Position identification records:
◆ ◆ ◆ ◆ ◆ ◆ ◆

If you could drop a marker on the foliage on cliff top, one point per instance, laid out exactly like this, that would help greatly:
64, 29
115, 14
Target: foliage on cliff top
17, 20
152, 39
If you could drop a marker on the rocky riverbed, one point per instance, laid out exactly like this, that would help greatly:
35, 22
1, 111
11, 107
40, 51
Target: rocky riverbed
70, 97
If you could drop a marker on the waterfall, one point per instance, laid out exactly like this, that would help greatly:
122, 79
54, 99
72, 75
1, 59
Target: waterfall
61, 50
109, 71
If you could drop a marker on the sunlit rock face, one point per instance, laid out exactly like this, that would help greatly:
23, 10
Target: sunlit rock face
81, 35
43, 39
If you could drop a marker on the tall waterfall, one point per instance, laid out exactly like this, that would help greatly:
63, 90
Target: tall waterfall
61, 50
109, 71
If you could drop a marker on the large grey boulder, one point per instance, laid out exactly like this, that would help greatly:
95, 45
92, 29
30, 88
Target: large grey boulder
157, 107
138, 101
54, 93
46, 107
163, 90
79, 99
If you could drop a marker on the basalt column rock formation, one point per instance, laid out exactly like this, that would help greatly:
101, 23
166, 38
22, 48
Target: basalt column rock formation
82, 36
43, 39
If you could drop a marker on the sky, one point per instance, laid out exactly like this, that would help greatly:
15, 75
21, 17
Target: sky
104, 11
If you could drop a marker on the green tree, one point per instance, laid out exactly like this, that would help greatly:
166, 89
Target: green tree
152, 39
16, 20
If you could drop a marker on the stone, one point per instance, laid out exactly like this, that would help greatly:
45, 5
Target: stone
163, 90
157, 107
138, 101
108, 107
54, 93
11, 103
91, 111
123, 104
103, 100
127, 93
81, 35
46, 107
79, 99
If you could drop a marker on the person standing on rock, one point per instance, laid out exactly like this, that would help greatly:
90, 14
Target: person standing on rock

◆ ◆ ◆ ◆ ◆ ◆ ◆

#### Exercise:
Write out the whole listing again. Match it word for word.

#### Finished answer:
If you could drop a marker on the foliage on cliff top, one point per instance, laid out exactly like this, that would help greatly:
64, 29
115, 14
Target: foliage on cliff top
17, 20
152, 39
If you could drop a marker on the rocky riverbed, one point per instance, laid out exactly like this, that would help greatly:
35, 22
1, 111
11, 107
40, 51
Target: rocky riverbed
70, 97
If you could drop a marker on the waterfall, one point per instance, laid out exactly like this, that would help greatly:
122, 79
54, 99
72, 75
1, 59
Target: waterfall
61, 50
109, 71
If you could drop a marker on the sunlit rock face, one point per instance, laid out exactly like this, that would help greatly:
23, 10
Target: sunlit rock face
81, 35
43, 39
If you could drop a marker on the tall waterfall, one point per instance, laid out exactly like this, that would help greatly:
63, 90
Target: tall waterfall
61, 50
109, 71
If you could drop a marker on the large grey boulder, one point per instance, laid out exactly like this, that would help greatly:
95, 45
92, 29
30, 88
Target: large grey boulder
157, 107
138, 101
54, 93
46, 107
163, 90
79, 99
If you could drop a marker on the basalt column rock formation, one point per instance, laid out exactly like this, that would help greatly:
101, 23
166, 38
22, 48
Target: basalt column rock formation
82, 36
43, 39
If you could drop a marker on the sky, one point per instance, laid out exactly like this, that would help greatly:
15, 75
21, 17
Target: sky
104, 11
If you could drop a marker on the green tree, one point per instance, laid out exactly like this, that would help greatly:
166, 89
Target: green tree
152, 39
16, 20
If you could drop a marker on the stone, one point per instance, laid out exactly like this, that would help greatly:
45, 5
Target: stone
163, 90
157, 107
138, 101
108, 107
54, 93
11, 103
91, 111
123, 104
103, 100
127, 93
81, 35
46, 107
79, 99
If you could drop a marker on the person standing on rock, one point per instance, laid out exactly like this, that would help greatly:
90, 14
Target: person standing on rock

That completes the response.